(Records from a data collection)
************
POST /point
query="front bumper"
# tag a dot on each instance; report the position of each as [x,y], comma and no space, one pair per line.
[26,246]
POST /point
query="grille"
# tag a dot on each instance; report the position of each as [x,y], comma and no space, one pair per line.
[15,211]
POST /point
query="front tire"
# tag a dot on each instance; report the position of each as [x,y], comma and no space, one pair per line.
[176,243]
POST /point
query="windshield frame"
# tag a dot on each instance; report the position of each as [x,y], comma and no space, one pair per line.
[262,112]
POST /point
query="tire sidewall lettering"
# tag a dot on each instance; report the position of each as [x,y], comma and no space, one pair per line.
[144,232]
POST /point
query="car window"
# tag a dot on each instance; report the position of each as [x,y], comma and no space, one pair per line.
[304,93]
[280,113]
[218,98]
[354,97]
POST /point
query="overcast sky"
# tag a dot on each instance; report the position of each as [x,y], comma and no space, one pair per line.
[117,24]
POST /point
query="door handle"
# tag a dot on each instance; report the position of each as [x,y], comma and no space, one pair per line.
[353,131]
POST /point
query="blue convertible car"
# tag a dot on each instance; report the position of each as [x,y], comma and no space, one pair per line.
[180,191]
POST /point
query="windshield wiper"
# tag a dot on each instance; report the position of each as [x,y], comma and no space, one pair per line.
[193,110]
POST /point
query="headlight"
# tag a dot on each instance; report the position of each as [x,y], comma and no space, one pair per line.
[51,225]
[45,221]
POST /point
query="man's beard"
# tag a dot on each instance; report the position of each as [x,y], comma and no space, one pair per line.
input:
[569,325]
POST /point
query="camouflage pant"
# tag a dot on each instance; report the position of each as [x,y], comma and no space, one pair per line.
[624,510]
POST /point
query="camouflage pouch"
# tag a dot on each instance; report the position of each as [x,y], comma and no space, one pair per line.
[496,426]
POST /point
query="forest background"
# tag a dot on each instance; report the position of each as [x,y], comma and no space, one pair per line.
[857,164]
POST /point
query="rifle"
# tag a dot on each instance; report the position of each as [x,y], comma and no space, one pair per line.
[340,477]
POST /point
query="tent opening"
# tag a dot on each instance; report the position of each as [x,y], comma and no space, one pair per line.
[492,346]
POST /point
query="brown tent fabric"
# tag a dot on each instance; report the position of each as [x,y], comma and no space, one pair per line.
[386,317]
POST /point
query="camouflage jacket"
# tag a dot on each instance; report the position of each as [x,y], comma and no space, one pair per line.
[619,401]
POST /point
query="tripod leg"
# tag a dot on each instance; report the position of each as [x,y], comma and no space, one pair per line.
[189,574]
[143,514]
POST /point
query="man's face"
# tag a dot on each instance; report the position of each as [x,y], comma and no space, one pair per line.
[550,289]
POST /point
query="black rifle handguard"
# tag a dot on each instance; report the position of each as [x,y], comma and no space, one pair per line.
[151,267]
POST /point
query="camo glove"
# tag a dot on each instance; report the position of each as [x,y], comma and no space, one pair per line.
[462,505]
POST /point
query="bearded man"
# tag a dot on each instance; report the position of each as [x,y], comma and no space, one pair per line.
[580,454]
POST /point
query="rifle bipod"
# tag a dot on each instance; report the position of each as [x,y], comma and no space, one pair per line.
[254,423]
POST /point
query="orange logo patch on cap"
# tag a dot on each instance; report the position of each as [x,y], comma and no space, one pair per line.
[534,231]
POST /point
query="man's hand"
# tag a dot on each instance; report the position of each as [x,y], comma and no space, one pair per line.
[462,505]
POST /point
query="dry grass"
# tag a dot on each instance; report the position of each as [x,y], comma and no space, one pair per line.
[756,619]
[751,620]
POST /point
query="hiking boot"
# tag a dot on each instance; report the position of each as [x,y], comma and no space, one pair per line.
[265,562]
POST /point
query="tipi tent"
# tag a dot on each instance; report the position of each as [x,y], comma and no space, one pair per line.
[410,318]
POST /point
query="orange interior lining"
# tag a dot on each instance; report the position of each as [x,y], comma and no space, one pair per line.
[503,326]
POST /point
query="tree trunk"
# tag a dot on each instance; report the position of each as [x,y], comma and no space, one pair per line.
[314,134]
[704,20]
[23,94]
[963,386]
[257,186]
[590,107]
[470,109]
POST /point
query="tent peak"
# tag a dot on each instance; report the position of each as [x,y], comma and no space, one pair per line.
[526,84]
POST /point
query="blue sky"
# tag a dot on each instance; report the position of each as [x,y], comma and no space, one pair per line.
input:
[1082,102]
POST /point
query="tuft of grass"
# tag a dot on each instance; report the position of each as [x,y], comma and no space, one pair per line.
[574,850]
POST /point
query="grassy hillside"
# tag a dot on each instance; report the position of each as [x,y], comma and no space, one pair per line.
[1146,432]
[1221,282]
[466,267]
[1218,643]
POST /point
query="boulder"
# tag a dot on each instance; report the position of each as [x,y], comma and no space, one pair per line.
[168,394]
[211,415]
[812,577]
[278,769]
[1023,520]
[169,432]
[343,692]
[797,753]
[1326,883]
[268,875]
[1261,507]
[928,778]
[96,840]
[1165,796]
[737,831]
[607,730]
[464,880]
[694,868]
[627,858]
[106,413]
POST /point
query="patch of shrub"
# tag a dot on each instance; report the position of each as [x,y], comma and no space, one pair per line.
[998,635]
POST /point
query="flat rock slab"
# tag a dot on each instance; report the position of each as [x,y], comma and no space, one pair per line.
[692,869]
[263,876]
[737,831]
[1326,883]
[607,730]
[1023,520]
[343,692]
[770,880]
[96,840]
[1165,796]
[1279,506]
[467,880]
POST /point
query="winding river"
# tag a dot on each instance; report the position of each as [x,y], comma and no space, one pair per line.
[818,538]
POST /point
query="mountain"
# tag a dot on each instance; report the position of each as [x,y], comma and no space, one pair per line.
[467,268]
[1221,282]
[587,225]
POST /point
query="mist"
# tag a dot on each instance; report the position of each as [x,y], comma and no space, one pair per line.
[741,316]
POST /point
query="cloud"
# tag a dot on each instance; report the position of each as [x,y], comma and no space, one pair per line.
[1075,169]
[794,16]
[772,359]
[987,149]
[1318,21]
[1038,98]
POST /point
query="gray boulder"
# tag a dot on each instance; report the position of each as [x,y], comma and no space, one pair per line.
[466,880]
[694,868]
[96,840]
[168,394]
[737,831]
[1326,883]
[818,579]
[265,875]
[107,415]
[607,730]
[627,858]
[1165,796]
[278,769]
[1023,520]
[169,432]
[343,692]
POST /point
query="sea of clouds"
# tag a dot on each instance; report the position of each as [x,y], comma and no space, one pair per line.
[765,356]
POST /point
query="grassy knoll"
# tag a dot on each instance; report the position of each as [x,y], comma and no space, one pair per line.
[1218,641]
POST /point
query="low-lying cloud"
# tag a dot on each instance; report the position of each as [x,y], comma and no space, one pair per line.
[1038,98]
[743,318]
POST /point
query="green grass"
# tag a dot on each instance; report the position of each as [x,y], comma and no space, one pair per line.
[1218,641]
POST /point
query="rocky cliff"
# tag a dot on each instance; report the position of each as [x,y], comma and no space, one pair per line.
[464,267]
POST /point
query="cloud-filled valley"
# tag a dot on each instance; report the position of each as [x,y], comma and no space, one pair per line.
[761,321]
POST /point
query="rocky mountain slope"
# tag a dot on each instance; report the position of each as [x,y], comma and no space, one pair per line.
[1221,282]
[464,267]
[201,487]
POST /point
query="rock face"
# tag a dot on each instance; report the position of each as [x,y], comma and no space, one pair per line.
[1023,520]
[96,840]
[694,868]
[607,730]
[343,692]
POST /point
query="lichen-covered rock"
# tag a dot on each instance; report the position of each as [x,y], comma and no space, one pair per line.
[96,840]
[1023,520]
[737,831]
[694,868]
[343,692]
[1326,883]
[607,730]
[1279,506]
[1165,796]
************
▶ _YOUR OBJECTIVE_:
Copy each line of the entries that includes the word "patch".

▶ _YOUR RESPONSE_:
query="orange logo patch on cap"
query="patch of shrub"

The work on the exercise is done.